• What you should do: Transcribe the passage of the article on grief below that opens with the words containing "Continuing Bonds, Meaning-Making, and" and closes with "person who died.".

• Study text:
....................

By Lane Pease Hendricks, Director of Programs and Partnerships
At Kate’s Club, we empower children, teens, and now young adults after the death of a parent, sibling, or caregiver. We may help children grieve, but ultimately we instill skills to help them as adults. Grief is not an event, but a journey. Grief does not end at a certain point in your life, it only changes.
Because our Memory Walk theme this year is “Walking Through the Decades”, I have recently thought about how we grieve “through the decades,” particularly those of us who experienced an early loss.
Continuing Bonds, Meaning-Making, and Grief Triggers
A few years ago, I became interested in further researching how grief manifests through the lifespan. When I began my research, I started close to home with two people who couldn’t easily refuse my probing questions: my daughters. They have the experience of the early loss of their father, who died when Zelda was four years old and Lucy was nine months old.
Being the professional that I am, I emailed them a questionnaire. I focused on three themes around grief. One was continuing bonds, meaning staying connected to the person who died.
I also asked about meaning-making. David Kessler, a national grief expert, defines meaning-making as “a way to sustain your love for the person you have lost. While loss happens to all individuals, meaning is what we make of the loss”.
I also wondered about grief triggers. What developmental ages and events did people grieve actively again?
Revisiting Loss: Zelda and Lucy
I thought I would know what to expect from Zelda and Lucy’s answers, but reading them brought me to tears. In writing, they expressed things they had not expressed to me. As young adults, they now had a different perspective than we’d discussed when they were young.
They mentioned that when they were young and played at friends’ houses, they found the concept of a “Dad” interesting and felt jealous of the bond they sometimes saw with their friends and fathers. They mentioned missing their dad when they learned to drive, which is completely understandable if you knew me as their driving instructor. Choosing colleges and boyfriends was another theme when it came to grief triggers.
In terms of meaning-making, Lucy became involved in Camp Kesem which supports children affected by a parent’s cancer, and eventually became the Co-Executive Director. Both also shared that they felt connected to their father in some way. They talked to him, wore his shirts, and had some feeling of wanting to make him proud.
From their answers, I knew I wanted to dig more into the topic. How does early loss affect the people we become? How are people’s journeys similar and how do they differ?
Revisiting Loss: Buddy Volunteers and Beyond
I had some information about early loss from our Kate’s Club Buddy Volunteers, as many of them experienced grief at an earlier age and have shared that they wish they had support when they were young.
and I created another survey and shared it as widely as possible. I also mentioned my research to everyone I spoke with, which helped me gather stories.

....................

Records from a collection
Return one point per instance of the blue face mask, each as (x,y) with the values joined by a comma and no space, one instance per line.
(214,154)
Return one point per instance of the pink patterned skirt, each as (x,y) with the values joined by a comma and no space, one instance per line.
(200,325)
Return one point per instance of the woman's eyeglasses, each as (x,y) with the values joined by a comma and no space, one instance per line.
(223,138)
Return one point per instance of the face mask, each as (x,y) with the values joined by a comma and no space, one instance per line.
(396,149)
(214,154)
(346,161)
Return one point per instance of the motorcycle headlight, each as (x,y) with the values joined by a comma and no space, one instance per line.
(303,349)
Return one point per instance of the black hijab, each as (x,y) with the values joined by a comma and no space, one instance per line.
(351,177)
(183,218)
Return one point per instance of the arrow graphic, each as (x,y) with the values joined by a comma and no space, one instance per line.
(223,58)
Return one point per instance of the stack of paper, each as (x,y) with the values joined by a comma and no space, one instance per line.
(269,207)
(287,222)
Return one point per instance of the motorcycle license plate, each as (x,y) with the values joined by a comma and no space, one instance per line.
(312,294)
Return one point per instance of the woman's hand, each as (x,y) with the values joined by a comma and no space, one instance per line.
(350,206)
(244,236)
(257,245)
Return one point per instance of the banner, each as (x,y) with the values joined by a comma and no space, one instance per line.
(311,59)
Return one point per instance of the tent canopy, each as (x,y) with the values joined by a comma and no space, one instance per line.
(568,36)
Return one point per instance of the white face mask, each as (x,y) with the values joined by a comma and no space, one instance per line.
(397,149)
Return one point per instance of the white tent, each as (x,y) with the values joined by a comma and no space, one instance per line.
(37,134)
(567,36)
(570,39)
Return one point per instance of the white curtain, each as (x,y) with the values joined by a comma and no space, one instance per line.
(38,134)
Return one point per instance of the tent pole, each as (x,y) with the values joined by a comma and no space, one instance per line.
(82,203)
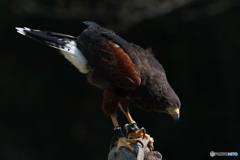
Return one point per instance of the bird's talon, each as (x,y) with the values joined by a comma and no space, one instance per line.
(135,153)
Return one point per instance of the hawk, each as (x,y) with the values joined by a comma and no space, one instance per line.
(126,72)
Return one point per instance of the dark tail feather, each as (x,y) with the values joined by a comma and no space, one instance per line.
(55,40)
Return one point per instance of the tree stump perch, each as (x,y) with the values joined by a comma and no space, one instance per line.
(142,153)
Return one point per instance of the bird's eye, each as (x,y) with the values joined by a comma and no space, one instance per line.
(166,103)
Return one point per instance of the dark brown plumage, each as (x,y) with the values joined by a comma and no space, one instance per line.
(126,72)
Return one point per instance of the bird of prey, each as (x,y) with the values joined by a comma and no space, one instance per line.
(126,72)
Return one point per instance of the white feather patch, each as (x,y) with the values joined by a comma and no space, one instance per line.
(75,56)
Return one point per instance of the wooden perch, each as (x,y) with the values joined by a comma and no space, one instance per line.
(142,153)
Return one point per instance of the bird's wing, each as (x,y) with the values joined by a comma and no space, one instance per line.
(107,54)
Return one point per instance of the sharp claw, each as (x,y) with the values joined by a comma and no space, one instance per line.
(135,153)
(151,148)
(144,132)
(140,143)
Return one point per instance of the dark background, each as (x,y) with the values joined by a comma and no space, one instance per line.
(48,110)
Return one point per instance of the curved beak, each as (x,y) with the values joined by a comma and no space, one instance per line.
(174,112)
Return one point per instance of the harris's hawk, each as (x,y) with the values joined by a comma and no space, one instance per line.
(126,72)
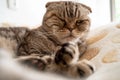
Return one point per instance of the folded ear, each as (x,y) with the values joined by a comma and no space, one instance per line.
(86,7)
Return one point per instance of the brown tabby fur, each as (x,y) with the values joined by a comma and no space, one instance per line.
(53,46)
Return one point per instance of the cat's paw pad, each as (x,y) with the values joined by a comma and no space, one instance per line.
(85,68)
(65,54)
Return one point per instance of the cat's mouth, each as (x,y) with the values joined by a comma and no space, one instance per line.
(69,38)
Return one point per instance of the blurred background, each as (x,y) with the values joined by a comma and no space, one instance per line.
(30,12)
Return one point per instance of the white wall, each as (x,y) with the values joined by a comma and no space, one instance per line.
(30,12)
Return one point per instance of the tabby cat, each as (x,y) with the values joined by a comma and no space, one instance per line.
(56,45)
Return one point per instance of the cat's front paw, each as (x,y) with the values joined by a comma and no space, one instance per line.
(65,55)
(85,68)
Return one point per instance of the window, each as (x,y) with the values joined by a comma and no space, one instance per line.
(115,10)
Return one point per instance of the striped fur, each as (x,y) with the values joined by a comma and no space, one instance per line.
(58,43)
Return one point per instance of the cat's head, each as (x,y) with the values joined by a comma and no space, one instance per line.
(66,20)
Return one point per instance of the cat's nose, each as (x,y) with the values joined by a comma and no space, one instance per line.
(70,29)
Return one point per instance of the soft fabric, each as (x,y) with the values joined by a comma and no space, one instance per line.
(104,45)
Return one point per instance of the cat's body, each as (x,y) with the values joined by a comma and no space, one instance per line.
(58,43)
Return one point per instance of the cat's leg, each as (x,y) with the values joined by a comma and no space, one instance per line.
(68,54)
(36,61)
(67,60)
(82,47)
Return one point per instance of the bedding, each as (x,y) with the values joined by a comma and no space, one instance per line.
(103,51)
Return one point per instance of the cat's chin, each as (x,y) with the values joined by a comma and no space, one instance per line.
(69,39)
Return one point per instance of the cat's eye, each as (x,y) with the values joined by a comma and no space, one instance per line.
(79,22)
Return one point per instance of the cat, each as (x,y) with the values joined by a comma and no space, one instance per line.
(56,45)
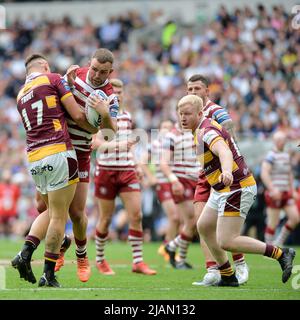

....................

• Written solution:
Continuing Bonds, Meaning-Making, and Grief Triggers
A few years ago, I became interested in further researching how grief manifests through the lifespan. When I began my research, I started close to home with two people who couldn’t easily refuse my probing questions: my daughters. They have the experience of the early loss of their father, who died when Zelda was four years old and Lucy was nine months old.
Being the professional that I am, I emailed them a questionnaire. I focused on three themes around grief. One was continuing bonds, meaning staying connected to the person who died.